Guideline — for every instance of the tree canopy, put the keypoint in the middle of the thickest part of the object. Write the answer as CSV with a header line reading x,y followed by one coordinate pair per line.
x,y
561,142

# # # # #

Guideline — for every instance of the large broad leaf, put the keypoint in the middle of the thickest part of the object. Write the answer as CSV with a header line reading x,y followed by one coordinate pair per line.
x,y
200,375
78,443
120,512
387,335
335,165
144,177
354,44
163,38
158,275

# # # # #

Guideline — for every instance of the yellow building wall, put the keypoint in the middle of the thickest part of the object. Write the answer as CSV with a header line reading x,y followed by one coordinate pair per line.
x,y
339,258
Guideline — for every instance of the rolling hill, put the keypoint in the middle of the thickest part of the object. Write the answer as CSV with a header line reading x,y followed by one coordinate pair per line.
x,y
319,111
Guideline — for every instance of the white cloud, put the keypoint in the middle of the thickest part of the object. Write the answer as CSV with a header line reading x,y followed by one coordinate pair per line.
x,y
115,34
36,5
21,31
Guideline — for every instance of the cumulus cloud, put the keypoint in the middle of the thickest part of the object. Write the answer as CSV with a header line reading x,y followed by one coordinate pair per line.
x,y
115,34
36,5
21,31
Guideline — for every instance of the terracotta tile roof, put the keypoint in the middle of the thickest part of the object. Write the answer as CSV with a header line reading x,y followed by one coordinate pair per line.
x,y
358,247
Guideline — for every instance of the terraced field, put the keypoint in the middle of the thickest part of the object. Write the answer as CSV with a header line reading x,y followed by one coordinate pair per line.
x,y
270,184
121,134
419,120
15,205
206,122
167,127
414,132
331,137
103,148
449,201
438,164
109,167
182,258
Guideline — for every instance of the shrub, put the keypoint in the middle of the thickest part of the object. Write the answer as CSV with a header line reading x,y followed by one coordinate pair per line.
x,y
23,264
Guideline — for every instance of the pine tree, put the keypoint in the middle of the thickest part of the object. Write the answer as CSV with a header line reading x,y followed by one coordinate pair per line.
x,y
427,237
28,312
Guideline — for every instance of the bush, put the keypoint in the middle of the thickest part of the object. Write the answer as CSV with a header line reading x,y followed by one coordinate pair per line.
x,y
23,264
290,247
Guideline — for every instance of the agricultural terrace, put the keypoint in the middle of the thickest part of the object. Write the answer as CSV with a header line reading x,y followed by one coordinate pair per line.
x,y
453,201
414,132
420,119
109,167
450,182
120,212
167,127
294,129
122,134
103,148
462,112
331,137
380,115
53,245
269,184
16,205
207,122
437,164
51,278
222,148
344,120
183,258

# # # # #

List each line of the material above that contains the string "tree", matching case exactly.

Guideline — for every instance of the tree canopy, put the keypoint in the middle of the thickest part of the object. Write the answer as CSV with a header line reading x,y followed by one coordinate pair per line.
Guideline — for every instance of the pine tree, put the keypoint in the middle of the thickest part of the object. Write the answer as CSV with a header line reading x,y followed by one coordinate pair per line.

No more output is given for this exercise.